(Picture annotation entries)

##############################

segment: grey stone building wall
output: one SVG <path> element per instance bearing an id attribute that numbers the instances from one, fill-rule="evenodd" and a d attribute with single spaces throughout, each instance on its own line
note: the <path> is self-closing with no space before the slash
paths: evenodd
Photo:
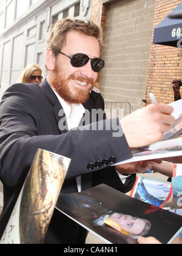
<path id="1" fill-rule="evenodd" d="M 90 18 L 90 0 L 0 0 L 0 96 L 27 64 L 39 64 L 45 77 L 50 24 L 67 16 Z"/>
<path id="2" fill-rule="evenodd" d="M 106 5 L 99 89 L 106 100 L 143 106 L 155 0 L 115 0 Z"/>

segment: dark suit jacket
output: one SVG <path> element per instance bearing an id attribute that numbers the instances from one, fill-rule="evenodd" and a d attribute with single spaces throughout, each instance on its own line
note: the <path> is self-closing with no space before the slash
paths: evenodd
<path id="1" fill-rule="evenodd" d="M 90 102 L 89 104 L 90 106 Z M 116 126 L 111 125 L 110 130 L 105 127 L 111 121 L 105 120 L 104 131 L 92 130 L 90 124 L 86 125 L 84 128 L 87 129 L 83 130 L 67 131 L 65 128 L 61 131 L 58 124 L 65 118 L 59 116 L 59 111 L 62 109 L 46 80 L 40 86 L 32 83 L 15 84 L 8 88 L 2 98 L 0 179 L 4 185 L 4 207 L 0 216 L 0 237 L 38 148 L 71 158 L 61 190 L 62 193 L 77 191 L 75 178 L 81 175 L 83 189 L 105 183 L 126 192 L 133 185 L 134 179 L 130 178 L 130 184 L 124 185 L 114 168 L 110 167 L 109 161 L 107 168 L 103 165 L 99 168 L 94 165 L 96 161 L 109 160 L 110 156 L 114 156 L 116 161 L 132 156 L 124 135 L 119 137 L 112 136 L 117 128 L 121 128 L 118 122 Z M 88 170 L 88 164 L 90 167 L 91 163 L 93 168 Z M 49 237 L 51 239 L 46 239 L 46 242 L 79 243 L 76 240 L 79 232 L 78 225 L 62 213 L 54 213 L 52 220 L 54 215 L 55 224 L 50 224 L 49 228 L 50 230 Z M 54 229 L 56 229 L 55 232 Z M 59 234 L 61 229 L 62 235 Z"/>

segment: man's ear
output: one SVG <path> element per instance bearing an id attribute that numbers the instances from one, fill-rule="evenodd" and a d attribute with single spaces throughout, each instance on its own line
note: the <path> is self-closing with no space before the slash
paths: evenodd
<path id="1" fill-rule="evenodd" d="M 49 48 L 46 52 L 46 67 L 48 70 L 52 71 L 55 68 L 56 57 L 52 49 Z"/>

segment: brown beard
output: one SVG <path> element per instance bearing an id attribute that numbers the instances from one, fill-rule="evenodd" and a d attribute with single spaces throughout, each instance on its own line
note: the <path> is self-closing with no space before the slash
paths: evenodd
<path id="1" fill-rule="evenodd" d="M 68 78 L 66 78 L 61 72 L 58 71 L 56 66 L 54 73 L 55 75 L 51 79 L 51 85 L 59 95 L 66 102 L 78 104 L 85 102 L 88 99 L 89 91 L 94 86 L 94 82 L 92 78 L 87 78 L 85 77 L 76 75 L 74 73 L 72 74 Z M 72 79 L 86 82 L 90 85 L 90 87 L 87 90 L 75 88 L 73 91 L 72 91 L 69 86 L 68 86 L 68 83 Z"/>

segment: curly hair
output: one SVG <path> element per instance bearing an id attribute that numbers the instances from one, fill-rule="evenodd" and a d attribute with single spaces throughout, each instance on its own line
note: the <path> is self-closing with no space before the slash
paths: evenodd
<path id="1" fill-rule="evenodd" d="M 56 56 L 66 44 L 67 33 L 72 30 L 95 37 L 98 40 L 100 50 L 102 50 L 104 47 L 102 30 L 93 21 L 66 18 L 52 24 L 47 36 L 47 49 L 51 48 Z"/>
<path id="2" fill-rule="evenodd" d="M 42 69 L 37 64 L 31 63 L 28 64 L 25 69 L 23 71 L 21 74 L 20 77 L 18 78 L 18 81 L 19 83 L 26 83 L 29 82 L 29 79 L 30 78 L 30 75 L 35 71 L 39 71 L 42 72 Z"/>

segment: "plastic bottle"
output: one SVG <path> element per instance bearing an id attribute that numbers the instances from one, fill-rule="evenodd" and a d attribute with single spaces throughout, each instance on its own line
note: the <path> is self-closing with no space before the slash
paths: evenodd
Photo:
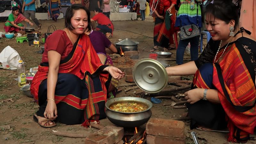
<path id="1" fill-rule="evenodd" d="M 35 33 L 35 36 L 34 36 L 34 41 L 33 42 L 34 46 L 36 47 L 39 47 L 39 37 L 36 33 Z"/>
<path id="2" fill-rule="evenodd" d="M 18 85 L 22 87 L 26 84 L 26 75 L 25 74 L 25 65 L 22 60 L 19 61 L 17 66 L 17 75 L 18 76 Z"/>

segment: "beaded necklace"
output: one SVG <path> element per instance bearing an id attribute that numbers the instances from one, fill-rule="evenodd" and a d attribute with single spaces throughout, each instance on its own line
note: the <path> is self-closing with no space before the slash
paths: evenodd
<path id="1" fill-rule="evenodd" d="M 222 56 L 222 55 L 223 55 L 223 54 L 225 52 L 225 51 L 226 50 L 226 49 L 228 47 L 228 44 L 229 44 L 229 43 L 230 43 L 230 42 L 231 42 L 231 41 L 232 41 L 232 40 L 233 39 L 233 38 L 234 37 L 234 36 L 232 36 L 232 37 L 231 37 L 231 38 L 230 39 L 230 40 L 229 40 L 229 41 L 228 42 L 228 44 L 227 44 L 227 46 L 226 46 L 226 47 L 225 47 L 225 48 L 224 49 L 224 50 L 223 51 L 223 52 L 222 52 L 222 54 L 221 54 L 221 55 L 220 56 L 220 57 L 219 58 L 219 59 L 220 58 L 220 57 L 221 57 L 221 56 Z M 215 55 L 215 58 L 214 59 L 214 63 L 215 63 L 215 62 L 217 62 L 217 61 L 218 61 L 218 60 L 219 60 L 219 59 L 218 59 L 218 60 L 217 60 L 217 61 L 215 61 L 215 60 L 216 60 L 216 57 L 217 57 L 217 55 L 218 54 L 218 53 L 219 53 L 219 51 L 220 51 L 220 46 L 221 46 L 221 44 L 222 44 L 222 40 L 220 40 L 220 45 L 219 45 L 219 48 L 218 49 L 218 50 L 217 51 L 217 53 L 216 53 L 216 54 Z"/>

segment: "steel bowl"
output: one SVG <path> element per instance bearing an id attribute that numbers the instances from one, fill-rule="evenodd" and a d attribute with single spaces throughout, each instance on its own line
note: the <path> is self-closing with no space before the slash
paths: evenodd
<path id="1" fill-rule="evenodd" d="M 30 85 L 26 85 L 21 88 L 20 89 L 21 91 L 23 91 L 24 94 L 28 97 L 30 98 L 34 98 L 34 96 L 30 93 Z"/>
<path id="2" fill-rule="evenodd" d="M 170 58 L 172 56 L 172 53 L 165 52 L 153 52 L 153 53 L 157 54 L 157 58 Z"/>
<path id="3" fill-rule="evenodd" d="M 143 103 L 147 105 L 148 108 L 144 111 L 134 113 L 118 112 L 109 108 L 110 106 L 113 104 L 124 101 Z M 142 98 L 131 97 L 113 98 L 106 102 L 105 112 L 109 121 L 116 125 L 124 127 L 134 127 L 148 122 L 152 114 L 150 110 L 152 106 L 150 101 Z"/>

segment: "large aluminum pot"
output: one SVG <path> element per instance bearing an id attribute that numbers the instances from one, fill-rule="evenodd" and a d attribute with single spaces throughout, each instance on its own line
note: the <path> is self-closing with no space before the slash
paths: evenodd
<path id="1" fill-rule="evenodd" d="M 141 112 L 129 113 L 115 111 L 109 108 L 113 104 L 124 101 L 142 103 L 148 108 Z M 150 101 L 142 98 L 131 97 L 113 98 L 108 100 L 105 105 L 107 108 L 106 114 L 108 119 L 117 125 L 124 127 L 134 127 L 148 122 L 152 114 L 150 110 L 152 106 Z"/>

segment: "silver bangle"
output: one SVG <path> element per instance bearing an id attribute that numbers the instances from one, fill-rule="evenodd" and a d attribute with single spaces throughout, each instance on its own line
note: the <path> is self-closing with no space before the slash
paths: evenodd
<path id="1" fill-rule="evenodd" d="M 207 89 L 204 89 L 204 97 L 203 98 L 203 100 L 207 100 L 207 99 L 206 98 L 206 94 L 207 93 L 207 90 L 208 90 Z"/>

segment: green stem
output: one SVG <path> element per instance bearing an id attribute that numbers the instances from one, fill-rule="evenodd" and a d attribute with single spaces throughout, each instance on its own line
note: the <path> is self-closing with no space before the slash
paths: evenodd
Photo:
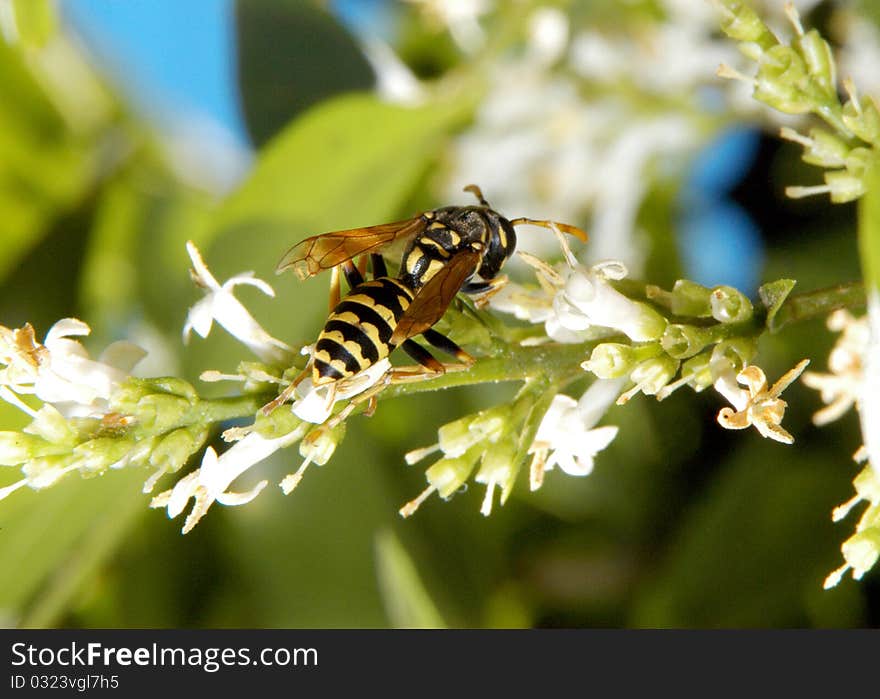
<path id="1" fill-rule="evenodd" d="M 564 385 L 584 374 L 580 363 L 590 356 L 597 344 L 598 341 L 577 345 L 549 342 L 536 347 L 508 346 L 499 355 L 478 359 L 467 371 L 449 372 L 415 383 L 392 384 L 382 391 L 382 397 L 394 398 L 456 386 L 525 379 Z"/>
<path id="2" fill-rule="evenodd" d="M 778 331 L 792 323 L 821 318 L 839 308 L 860 308 L 864 305 L 865 287 L 861 282 L 792 294 L 779 308 L 773 319 L 772 330 Z"/>

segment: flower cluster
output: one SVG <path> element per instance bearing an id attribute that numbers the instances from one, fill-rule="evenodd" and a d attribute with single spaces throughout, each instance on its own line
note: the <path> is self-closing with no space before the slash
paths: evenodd
<path id="1" fill-rule="evenodd" d="M 764 437 L 786 444 L 794 441 L 780 426 L 786 403 L 779 394 L 808 362 L 767 387 L 764 372 L 749 365 L 761 326 L 745 295 L 732 287 L 710 289 L 682 279 L 670 291 L 647 285 L 641 287 L 643 300 L 631 298 L 635 294 L 627 295 L 615 286 L 627 276 L 623 263 L 606 261 L 587 268 L 565 252 L 561 270 L 524 255 L 535 268 L 539 287 L 509 284 L 490 304 L 520 319 L 543 323 L 546 336 L 556 342 L 620 336 L 618 341 L 596 343 L 581 364 L 598 379 L 628 379 L 630 386 L 619 394 L 618 404 L 637 393 L 662 400 L 684 385 L 695 391 L 714 386 L 735 408 L 719 412 L 722 427 L 754 426 Z M 771 302 L 771 288 L 762 288 L 768 317 L 784 298 Z"/>
<path id="2" fill-rule="evenodd" d="M 661 21 L 634 12 L 629 26 L 631 8 L 618 5 L 620 23 L 601 28 L 553 7 L 527 15 L 523 50 L 487 71 L 487 94 L 453 143 L 442 193 L 449 198 L 477 180 L 498 192 L 500 211 L 583 221 L 594 259 L 623 258 L 639 273 L 645 236 L 637 215 L 649 173 L 711 137 L 697 88 L 717 87 L 713 68 L 735 50 L 716 36 L 702 3 L 663 0 Z M 536 237 L 520 246 L 550 250 Z"/>
<path id="3" fill-rule="evenodd" d="M 0 489 L 0 499 L 25 486 L 46 488 L 71 472 L 92 475 L 132 465 L 154 469 L 148 491 L 207 438 L 207 430 L 189 419 L 197 401 L 191 386 L 130 376 L 144 352 L 127 342 L 90 358 L 73 339 L 89 332 L 82 321 L 66 318 L 40 343 L 30 325 L 0 326 L 0 397 L 30 417 L 21 431 L 0 432 L 0 464 L 24 475 Z M 42 405 L 31 405 L 27 396 Z"/>
<path id="4" fill-rule="evenodd" d="M 869 380 L 867 369 L 876 351 L 869 317 L 856 318 L 848 311 L 835 311 L 828 318 L 828 329 L 840 333 L 828 357 L 828 373 L 808 372 L 803 377 L 803 382 L 819 391 L 826 404 L 813 415 L 813 422 L 827 425 L 855 406 L 864 423 L 865 414 L 877 401 L 876 387 Z M 836 507 L 831 516 L 837 522 L 861 502 L 868 503 L 868 507 L 859 518 L 855 533 L 843 542 L 845 563 L 826 578 L 826 589 L 837 585 L 848 570 L 852 570 L 853 578 L 860 579 L 880 557 L 880 475 L 876 467 L 880 455 L 872 449 L 869 430 L 863 428 L 863 434 L 865 444 L 853 457 L 865 464 L 853 481 L 856 494 Z"/>
<path id="5" fill-rule="evenodd" d="M 722 29 L 739 42 L 740 50 L 757 64 L 754 77 L 722 64 L 722 77 L 753 86 L 752 96 L 786 114 L 812 113 L 832 130 L 813 127 L 807 134 L 783 127 L 781 136 L 803 146 L 803 159 L 825 168 L 824 184 L 793 186 L 790 197 L 828 194 L 833 202 L 847 202 L 865 193 L 865 176 L 880 146 L 880 111 L 870 96 L 859 95 L 852 79 L 838 96 L 837 64 L 828 42 L 815 29 L 805 32 L 794 4 L 786 15 L 794 29 L 788 43 L 780 41 L 748 5 L 723 0 Z"/>

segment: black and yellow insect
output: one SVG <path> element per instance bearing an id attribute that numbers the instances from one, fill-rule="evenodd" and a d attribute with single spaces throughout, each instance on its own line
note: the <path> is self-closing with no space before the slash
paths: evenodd
<path id="1" fill-rule="evenodd" d="M 373 366 L 401 347 L 424 370 L 401 376 L 443 373 L 448 368 L 412 338 L 421 335 L 430 345 L 462 364 L 473 358 L 452 340 L 432 329 L 455 295 L 491 294 L 506 281 L 500 272 L 516 249 L 514 227 L 534 224 L 556 227 L 586 240 L 574 226 L 551 221 L 508 220 L 494 211 L 476 185 L 465 188 L 477 206 L 447 206 L 413 218 L 366 228 L 334 231 L 306 238 L 282 257 L 276 272 L 292 269 L 301 279 L 332 270 L 331 312 L 315 344 L 310 366 L 279 397 L 271 410 L 291 394 L 311 372 L 315 386 L 334 384 Z M 405 243 L 397 277 L 388 275 L 381 252 Z M 354 260 L 371 260 L 373 279 L 364 280 Z M 340 269 L 351 288 L 340 300 Z"/>

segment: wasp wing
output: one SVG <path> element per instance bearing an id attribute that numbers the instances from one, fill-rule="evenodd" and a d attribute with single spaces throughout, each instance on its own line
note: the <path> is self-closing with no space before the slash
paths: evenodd
<path id="1" fill-rule="evenodd" d="M 416 216 L 378 226 L 313 235 L 284 253 L 275 273 L 293 269 L 300 279 L 307 279 L 359 255 L 377 252 L 396 240 L 418 235 L 426 225 L 427 221 L 422 216 Z"/>
<path id="2" fill-rule="evenodd" d="M 443 317 L 462 284 L 477 269 L 480 253 L 460 252 L 418 290 L 391 335 L 390 343 L 400 345 L 404 340 L 420 335 Z"/>

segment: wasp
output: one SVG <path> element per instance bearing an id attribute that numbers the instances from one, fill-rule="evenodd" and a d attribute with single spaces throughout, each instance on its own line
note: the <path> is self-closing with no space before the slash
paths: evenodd
<path id="1" fill-rule="evenodd" d="M 514 228 L 532 224 L 560 230 L 586 240 L 579 228 L 530 218 L 506 219 L 492 209 L 476 185 L 468 185 L 479 201 L 475 206 L 446 206 L 412 218 L 366 228 L 333 231 L 306 238 L 290 248 L 276 273 L 286 270 L 300 279 L 331 270 L 330 315 L 315 343 L 306 368 L 271 403 L 270 412 L 287 400 L 310 373 L 314 386 L 350 379 L 402 348 L 420 365 L 394 369 L 392 378 L 432 376 L 467 368 L 474 358 L 433 329 L 456 294 L 485 299 L 507 281 L 505 262 L 516 250 Z M 396 277 L 382 256 L 396 244 L 404 250 Z M 364 278 L 369 256 L 373 278 Z M 350 291 L 340 298 L 340 270 Z M 444 365 L 412 338 L 421 335 L 429 345 L 454 356 L 458 365 Z M 371 406 L 373 403 L 370 396 Z"/>

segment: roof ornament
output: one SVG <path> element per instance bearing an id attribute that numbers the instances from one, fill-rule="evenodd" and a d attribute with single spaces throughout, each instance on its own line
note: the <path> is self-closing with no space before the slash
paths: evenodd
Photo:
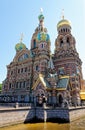
<path id="1" fill-rule="evenodd" d="M 20 34 L 20 43 L 22 43 L 23 38 L 24 38 L 24 34 L 23 34 L 23 33 L 21 33 L 21 34 Z"/>
<path id="2" fill-rule="evenodd" d="M 41 13 L 41 14 L 43 13 L 43 9 L 42 9 L 42 8 L 40 8 L 40 13 Z"/>
<path id="3" fill-rule="evenodd" d="M 62 19 L 64 19 L 64 9 L 62 9 Z"/>

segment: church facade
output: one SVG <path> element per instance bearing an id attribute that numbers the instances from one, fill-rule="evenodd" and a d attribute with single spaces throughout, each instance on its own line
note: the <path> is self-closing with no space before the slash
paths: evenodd
<path id="1" fill-rule="evenodd" d="M 4 102 L 80 105 L 82 62 L 71 33 L 71 24 L 64 16 L 58 22 L 55 51 L 51 54 L 50 36 L 42 13 L 38 19 L 30 50 L 22 39 L 15 46 L 16 55 L 7 65 L 1 97 Z"/>

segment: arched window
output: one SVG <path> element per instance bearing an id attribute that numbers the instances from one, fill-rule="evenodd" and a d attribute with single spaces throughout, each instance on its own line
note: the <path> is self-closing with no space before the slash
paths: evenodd
<path id="1" fill-rule="evenodd" d="M 44 48 L 44 45 L 42 44 L 42 48 Z"/>
<path id="2" fill-rule="evenodd" d="M 36 40 L 33 40 L 33 48 L 36 48 Z"/>
<path id="3" fill-rule="evenodd" d="M 38 67 L 38 65 L 36 65 L 36 71 L 38 71 L 39 70 L 39 67 Z"/>
<path id="4" fill-rule="evenodd" d="M 68 45 L 70 45 L 70 40 L 69 40 L 69 37 L 67 37 L 67 43 L 68 43 Z"/>
<path id="5" fill-rule="evenodd" d="M 65 32 L 65 28 L 63 29 L 63 32 Z"/>
<path id="6" fill-rule="evenodd" d="M 63 45 L 63 39 L 60 39 L 60 47 Z"/>

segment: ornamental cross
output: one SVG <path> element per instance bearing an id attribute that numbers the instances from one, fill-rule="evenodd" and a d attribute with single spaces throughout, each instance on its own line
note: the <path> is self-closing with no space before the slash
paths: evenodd
<path id="1" fill-rule="evenodd" d="M 23 38 L 24 38 L 24 34 L 23 34 L 23 33 L 21 33 L 21 36 L 20 36 L 20 42 L 22 42 L 22 41 L 23 41 Z"/>
<path id="2" fill-rule="evenodd" d="M 62 19 L 64 19 L 64 9 L 62 9 Z"/>
<path id="3" fill-rule="evenodd" d="M 42 8 L 40 8 L 40 13 L 41 13 L 41 14 L 43 13 L 43 9 L 42 9 Z"/>

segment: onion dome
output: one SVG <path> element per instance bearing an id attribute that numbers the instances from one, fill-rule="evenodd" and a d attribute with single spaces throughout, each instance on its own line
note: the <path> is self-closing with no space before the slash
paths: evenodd
<path id="1" fill-rule="evenodd" d="M 70 22 L 68 20 L 62 19 L 61 21 L 58 22 L 57 28 L 63 27 L 65 25 L 71 27 L 71 24 L 70 24 Z"/>
<path id="2" fill-rule="evenodd" d="M 50 37 L 45 32 L 39 32 L 37 34 L 37 42 L 42 42 L 42 41 L 44 41 L 44 42 L 50 42 Z"/>
<path id="3" fill-rule="evenodd" d="M 26 46 L 25 46 L 24 43 L 20 42 L 20 43 L 17 43 L 17 44 L 16 44 L 16 46 L 15 46 L 16 52 L 21 51 L 21 50 L 23 50 L 23 49 L 26 49 Z"/>

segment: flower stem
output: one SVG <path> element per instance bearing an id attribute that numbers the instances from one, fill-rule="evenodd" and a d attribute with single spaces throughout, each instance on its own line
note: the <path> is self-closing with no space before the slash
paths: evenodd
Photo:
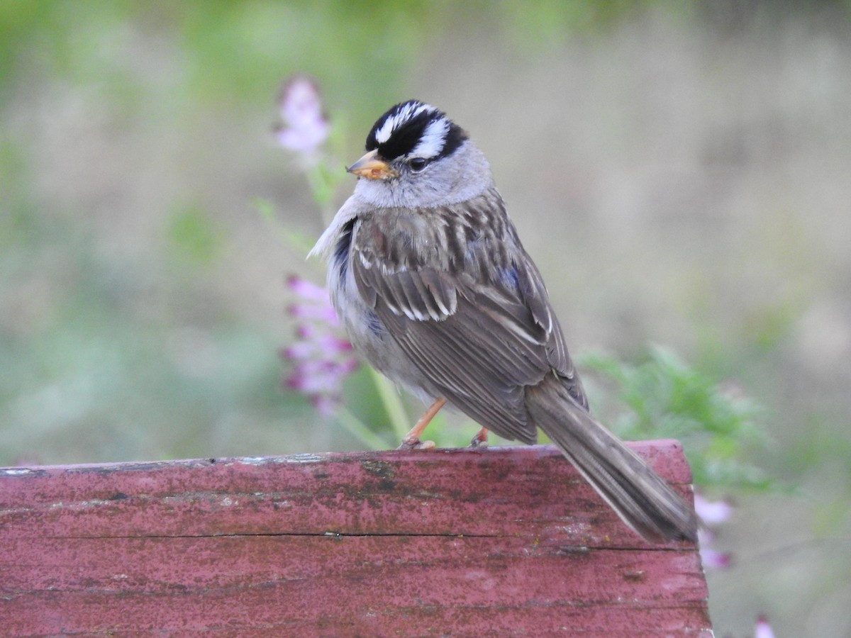
<path id="1" fill-rule="evenodd" d="M 396 432 L 397 439 L 402 441 L 408 430 L 411 429 L 411 424 L 408 419 L 408 413 L 399 398 L 399 394 L 396 391 L 396 386 L 380 373 L 376 372 L 372 367 L 369 373 L 373 376 L 375 383 L 375 389 L 379 396 L 381 397 L 381 403 L 384 405 L 385 412 L 390 419 L 390 423 Z"/>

##############################

EXERCISE TASK:
Reproduce the stretch from the line containing "segment: curly hair" through the line containing "42 69 L 37 64", substituting "wavy hair" for "curly hair" and changing nothing else.

RIGHT ANSWER:
segment: wavy hair
output: one SVG <path> element per instance bearing an id attribute that numbers the instances from one, fill-rule="evenodd" and a d attribute with single spaces throughout, each instance on its own line
note: the <path> is self-closing with no space before the slash
paths: evenodd
<path id="1" fill-rule="evenodd" d="M 56 56 L 66 44 L 67 33 L 72 30 L 95 37 L 98 40 L 100 50 L 102 50 L 104 47 L 102 30 L 93 21 L 66 18 L 52 24 L 47 36 L 47 49 L 51 48 Z"/>
<path id="2" fill-rule="evenodd" d="M 42 69 L 37 64 L 31 63 L 28 64 L 25 69 L 23 71 L 21 74 L 20 77 L 18 78 L 18 81 L 19 83 L 26 83 L 29 82 L 29 79 L 30 78 L 30 75 L 35 71 L 39 71 L 42 72 Z"/>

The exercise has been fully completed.